[Image point grounding data]
──────

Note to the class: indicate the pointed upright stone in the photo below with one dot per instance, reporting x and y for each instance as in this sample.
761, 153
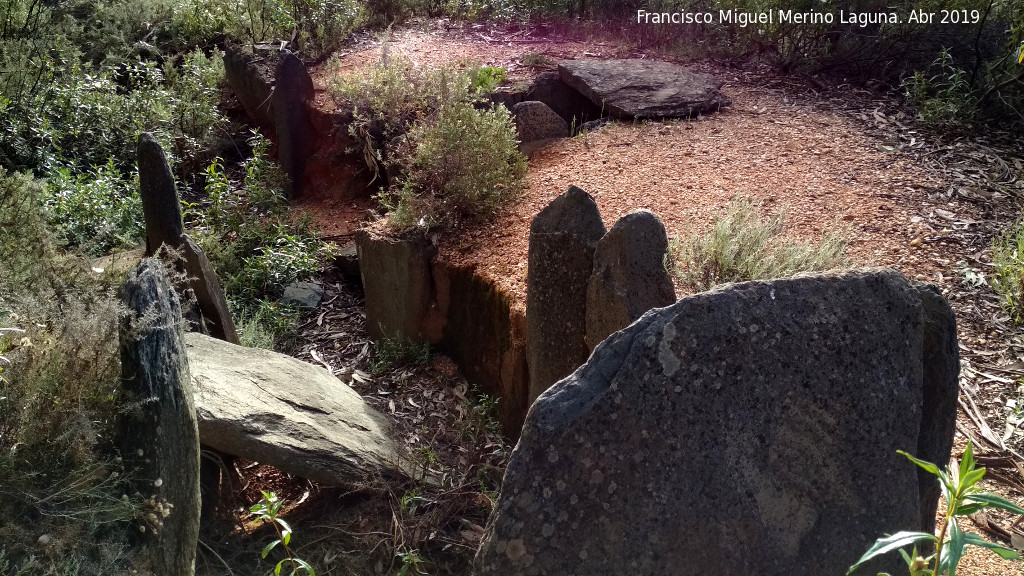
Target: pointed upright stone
562, 240
161, 205
629, 277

──────

▶ EXERCISE DIRECTIONS: Without including any images, output the data exactly as given.

▶ OUTPUT OF THE EXERCISE:
Note to the class: indicate the pointed upright stone in the photo below with one dot per instance, reporting x and y for each instance as in this sample.
761, 153
Target: pointed upright stone
562, 240
161, 205
629, 277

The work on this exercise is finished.